● Requirement:
Write out nothing except the lines running from the one containing "the green stem" to the last line of the data, exactly as they stand.

[Stored items from a collection]
***
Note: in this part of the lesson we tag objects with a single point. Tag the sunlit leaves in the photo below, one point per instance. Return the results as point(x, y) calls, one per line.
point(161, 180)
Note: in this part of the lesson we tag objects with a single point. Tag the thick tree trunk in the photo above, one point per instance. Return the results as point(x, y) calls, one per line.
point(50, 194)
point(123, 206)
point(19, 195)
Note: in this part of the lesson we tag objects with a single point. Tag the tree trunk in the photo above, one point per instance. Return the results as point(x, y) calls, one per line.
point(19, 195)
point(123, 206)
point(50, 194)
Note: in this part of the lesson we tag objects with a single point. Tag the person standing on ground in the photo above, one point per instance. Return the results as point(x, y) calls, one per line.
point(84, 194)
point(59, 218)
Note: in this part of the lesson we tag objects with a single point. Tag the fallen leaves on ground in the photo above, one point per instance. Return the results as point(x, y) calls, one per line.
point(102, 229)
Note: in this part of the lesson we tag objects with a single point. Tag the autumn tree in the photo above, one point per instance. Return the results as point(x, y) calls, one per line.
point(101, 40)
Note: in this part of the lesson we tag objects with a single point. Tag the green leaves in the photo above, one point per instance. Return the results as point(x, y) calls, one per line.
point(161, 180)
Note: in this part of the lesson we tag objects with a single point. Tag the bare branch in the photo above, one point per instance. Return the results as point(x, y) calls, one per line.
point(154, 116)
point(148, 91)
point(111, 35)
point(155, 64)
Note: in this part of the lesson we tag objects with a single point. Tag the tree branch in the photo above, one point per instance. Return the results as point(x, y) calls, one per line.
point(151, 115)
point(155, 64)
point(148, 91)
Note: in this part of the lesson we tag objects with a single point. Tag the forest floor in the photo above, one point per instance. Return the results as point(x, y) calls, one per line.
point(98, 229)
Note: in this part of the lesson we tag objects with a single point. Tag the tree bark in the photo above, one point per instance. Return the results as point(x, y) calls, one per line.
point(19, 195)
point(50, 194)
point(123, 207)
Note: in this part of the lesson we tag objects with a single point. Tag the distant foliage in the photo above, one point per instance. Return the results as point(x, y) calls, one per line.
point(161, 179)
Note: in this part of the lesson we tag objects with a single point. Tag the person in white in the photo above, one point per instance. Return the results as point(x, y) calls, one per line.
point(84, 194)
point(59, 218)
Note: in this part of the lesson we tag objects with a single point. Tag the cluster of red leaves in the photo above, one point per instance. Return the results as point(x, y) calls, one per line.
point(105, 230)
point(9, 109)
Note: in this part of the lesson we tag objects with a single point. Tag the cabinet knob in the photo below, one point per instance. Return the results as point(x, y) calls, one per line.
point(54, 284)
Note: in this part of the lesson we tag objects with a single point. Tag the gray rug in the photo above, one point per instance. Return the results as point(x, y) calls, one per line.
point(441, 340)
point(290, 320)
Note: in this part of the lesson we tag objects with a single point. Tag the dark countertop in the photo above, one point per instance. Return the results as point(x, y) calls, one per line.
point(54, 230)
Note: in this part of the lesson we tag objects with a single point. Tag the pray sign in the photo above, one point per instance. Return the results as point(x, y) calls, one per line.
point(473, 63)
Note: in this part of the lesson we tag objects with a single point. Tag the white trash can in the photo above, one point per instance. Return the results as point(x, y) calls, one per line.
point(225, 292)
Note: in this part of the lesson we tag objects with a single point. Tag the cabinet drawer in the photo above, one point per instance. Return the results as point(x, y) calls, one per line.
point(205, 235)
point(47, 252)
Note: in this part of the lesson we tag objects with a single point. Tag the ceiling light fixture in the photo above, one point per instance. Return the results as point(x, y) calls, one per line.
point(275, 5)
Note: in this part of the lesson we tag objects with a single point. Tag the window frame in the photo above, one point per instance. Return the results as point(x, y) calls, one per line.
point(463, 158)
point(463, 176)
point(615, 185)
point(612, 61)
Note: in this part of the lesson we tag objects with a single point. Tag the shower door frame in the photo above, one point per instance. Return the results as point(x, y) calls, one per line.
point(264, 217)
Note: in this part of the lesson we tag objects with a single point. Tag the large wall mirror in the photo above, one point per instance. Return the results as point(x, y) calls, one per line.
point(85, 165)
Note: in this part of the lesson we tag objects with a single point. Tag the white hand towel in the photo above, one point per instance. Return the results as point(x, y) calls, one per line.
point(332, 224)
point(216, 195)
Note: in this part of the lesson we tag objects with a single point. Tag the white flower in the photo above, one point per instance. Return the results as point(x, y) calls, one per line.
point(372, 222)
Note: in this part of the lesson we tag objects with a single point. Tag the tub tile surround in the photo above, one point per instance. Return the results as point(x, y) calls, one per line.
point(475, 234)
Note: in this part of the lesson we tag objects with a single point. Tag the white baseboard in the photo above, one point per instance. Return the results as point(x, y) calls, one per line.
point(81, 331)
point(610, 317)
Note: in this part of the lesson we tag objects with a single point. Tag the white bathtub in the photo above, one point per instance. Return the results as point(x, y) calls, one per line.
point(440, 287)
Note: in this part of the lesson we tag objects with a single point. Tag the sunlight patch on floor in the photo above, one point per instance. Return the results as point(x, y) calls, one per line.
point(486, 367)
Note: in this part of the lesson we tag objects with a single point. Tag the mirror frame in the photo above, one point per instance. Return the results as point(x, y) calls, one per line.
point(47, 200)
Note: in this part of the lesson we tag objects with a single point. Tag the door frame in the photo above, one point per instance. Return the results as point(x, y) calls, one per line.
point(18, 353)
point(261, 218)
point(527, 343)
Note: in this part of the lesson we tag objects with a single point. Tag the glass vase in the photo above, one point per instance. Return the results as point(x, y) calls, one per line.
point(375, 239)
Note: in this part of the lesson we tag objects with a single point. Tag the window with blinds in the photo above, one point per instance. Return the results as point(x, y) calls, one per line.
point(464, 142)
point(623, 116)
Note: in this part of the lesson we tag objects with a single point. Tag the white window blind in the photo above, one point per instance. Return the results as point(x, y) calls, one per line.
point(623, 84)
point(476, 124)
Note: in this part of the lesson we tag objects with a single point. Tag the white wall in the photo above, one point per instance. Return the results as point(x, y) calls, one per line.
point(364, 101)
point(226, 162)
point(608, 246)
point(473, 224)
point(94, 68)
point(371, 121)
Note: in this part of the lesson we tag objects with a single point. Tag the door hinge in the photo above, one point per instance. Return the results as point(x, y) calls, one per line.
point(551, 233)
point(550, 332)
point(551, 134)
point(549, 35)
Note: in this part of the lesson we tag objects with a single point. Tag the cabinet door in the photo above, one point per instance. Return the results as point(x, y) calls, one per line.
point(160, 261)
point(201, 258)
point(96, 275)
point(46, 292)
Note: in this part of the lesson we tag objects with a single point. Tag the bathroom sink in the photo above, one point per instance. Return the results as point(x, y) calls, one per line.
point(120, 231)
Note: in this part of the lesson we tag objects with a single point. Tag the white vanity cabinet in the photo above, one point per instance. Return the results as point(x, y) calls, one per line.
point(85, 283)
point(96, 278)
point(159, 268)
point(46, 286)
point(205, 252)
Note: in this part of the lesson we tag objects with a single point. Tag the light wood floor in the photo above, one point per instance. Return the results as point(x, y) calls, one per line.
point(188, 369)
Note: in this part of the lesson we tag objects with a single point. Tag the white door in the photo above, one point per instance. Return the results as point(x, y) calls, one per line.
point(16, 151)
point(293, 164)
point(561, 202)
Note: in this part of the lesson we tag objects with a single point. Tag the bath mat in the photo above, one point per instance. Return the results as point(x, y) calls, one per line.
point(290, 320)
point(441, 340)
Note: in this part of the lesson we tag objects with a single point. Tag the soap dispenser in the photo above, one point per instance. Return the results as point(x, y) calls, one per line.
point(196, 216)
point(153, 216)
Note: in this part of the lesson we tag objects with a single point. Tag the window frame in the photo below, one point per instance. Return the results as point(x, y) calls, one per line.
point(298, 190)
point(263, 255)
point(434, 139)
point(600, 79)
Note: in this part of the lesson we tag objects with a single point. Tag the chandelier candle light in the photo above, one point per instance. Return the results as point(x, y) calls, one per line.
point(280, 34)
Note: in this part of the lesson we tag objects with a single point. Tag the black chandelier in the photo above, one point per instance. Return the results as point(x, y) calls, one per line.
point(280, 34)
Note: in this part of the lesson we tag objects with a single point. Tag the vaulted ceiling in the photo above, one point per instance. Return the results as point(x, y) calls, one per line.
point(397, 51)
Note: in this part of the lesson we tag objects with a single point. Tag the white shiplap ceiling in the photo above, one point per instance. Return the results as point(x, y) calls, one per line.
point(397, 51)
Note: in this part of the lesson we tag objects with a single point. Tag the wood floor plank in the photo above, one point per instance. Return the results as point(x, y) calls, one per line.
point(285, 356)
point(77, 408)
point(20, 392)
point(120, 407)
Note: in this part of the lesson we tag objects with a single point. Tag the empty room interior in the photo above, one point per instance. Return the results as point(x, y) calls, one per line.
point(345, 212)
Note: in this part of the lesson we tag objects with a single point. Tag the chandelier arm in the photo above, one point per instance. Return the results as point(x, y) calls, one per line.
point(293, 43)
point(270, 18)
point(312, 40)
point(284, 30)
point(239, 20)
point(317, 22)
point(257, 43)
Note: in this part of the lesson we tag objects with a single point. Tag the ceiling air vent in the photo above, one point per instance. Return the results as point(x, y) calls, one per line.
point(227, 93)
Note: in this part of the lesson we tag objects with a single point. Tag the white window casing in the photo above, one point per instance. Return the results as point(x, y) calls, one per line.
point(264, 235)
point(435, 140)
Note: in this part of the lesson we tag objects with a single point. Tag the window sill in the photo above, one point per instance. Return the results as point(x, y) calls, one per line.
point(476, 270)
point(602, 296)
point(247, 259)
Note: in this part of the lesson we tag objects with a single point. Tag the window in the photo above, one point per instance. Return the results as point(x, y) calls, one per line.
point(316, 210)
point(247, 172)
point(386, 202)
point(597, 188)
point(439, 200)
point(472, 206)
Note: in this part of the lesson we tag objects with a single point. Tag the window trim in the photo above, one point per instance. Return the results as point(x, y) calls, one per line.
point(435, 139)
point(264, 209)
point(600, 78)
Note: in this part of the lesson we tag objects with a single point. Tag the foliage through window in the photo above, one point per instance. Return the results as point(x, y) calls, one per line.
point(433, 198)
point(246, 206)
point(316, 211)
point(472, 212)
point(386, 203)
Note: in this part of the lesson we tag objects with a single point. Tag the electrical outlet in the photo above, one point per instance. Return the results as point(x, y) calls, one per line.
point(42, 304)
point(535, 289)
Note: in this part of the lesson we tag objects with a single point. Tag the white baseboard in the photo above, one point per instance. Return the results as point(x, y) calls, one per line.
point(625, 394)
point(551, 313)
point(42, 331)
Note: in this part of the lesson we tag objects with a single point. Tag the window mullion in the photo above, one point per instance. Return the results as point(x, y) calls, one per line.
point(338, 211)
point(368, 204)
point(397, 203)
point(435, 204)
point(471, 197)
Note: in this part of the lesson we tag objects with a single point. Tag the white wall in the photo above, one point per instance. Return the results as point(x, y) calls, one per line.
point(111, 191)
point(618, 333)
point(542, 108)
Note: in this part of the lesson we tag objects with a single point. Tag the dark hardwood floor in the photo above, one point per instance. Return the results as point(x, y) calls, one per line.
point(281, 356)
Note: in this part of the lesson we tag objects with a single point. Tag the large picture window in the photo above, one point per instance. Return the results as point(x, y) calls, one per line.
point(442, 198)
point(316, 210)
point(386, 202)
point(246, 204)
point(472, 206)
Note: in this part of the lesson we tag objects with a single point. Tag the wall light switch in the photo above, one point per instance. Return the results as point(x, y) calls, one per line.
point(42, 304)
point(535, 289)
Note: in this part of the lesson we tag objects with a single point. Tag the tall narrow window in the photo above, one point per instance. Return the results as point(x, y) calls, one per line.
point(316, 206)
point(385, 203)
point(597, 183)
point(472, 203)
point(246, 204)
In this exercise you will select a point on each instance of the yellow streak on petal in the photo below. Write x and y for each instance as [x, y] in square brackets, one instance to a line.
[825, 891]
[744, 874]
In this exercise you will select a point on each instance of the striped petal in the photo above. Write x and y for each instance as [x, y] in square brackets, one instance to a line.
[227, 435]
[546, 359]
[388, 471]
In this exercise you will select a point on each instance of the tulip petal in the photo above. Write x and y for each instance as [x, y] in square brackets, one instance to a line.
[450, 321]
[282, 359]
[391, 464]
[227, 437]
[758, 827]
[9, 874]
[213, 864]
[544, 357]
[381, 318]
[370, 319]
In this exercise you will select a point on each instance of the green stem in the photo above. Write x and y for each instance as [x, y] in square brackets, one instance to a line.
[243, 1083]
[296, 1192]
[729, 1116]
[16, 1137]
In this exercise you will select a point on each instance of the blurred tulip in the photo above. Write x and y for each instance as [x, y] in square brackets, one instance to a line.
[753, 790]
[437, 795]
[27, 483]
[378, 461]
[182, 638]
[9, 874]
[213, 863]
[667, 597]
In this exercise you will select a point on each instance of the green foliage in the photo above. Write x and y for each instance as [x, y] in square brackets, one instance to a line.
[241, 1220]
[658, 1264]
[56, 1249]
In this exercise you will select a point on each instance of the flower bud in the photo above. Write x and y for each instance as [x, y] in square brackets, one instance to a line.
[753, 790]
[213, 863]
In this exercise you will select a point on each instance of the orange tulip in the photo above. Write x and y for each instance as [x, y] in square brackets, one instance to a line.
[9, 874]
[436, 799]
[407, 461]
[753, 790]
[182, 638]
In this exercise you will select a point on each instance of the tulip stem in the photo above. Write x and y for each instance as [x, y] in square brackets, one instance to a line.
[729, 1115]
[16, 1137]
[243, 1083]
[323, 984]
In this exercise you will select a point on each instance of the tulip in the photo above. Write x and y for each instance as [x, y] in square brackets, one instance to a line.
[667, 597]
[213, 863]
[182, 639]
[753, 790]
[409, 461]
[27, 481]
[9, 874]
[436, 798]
***
● Exercise output:
In this exercise you will select a point on each instance of the green stem in the photo above. Write x and y for each instance as [x, y] in square brackets, one instance to a line.
[243, 1083]
[296, 1192]
[729, 1116]
[16, 1137]
In this exercise you will select a point on each instance of the blurred tulip in the photo above. Write x and y for each instance as [x, y] in square brackets, one instance to a line.
[753, 790]
[437, 795]
[27, 483]
[378, 461]
[182, 638]
[9, 874]
[213, 863]
[667, 597]
In this exercise you will select a point on each instance of the green foliage in the photo above. Write x and y for each instance as [x, y] in square brackets, one instance to a line.
[241, 1220]
[658, 1264]
[56, 1249]
In this exercise you will select a point on each instance of the flower bud in the photo above. Write x and y for each instance as [x, y] in square brackets, one instance to a line.
[753, 790]
[213, 863]
In this exercise you will select a point on each instance of the orange tulip in the photo above. Write x and y for each instance as [x, y] in square brackets, one instance to a line.
[9, 874]
[436, 799]
[407, 461]
[753, 790]
[182, 638]
In this exercise you will select a point on each instance of the tulip stem in the photo above. Write x and y for each instance as [x, y] in square brackets, one instance to a line.
[729, 1115]
[16, 1137]
[243, 1083]
[323, 984]
In this exercise you will select a point on each instance of the tulip in the photo above. Write x and y for each instance as [x, y] in square brackets, one instance to a line.
[667, 597]
[213, 863]
[182, 639]
[753, 790]
[409, 461]
[27, 481]
[9, 874]
[436, 798]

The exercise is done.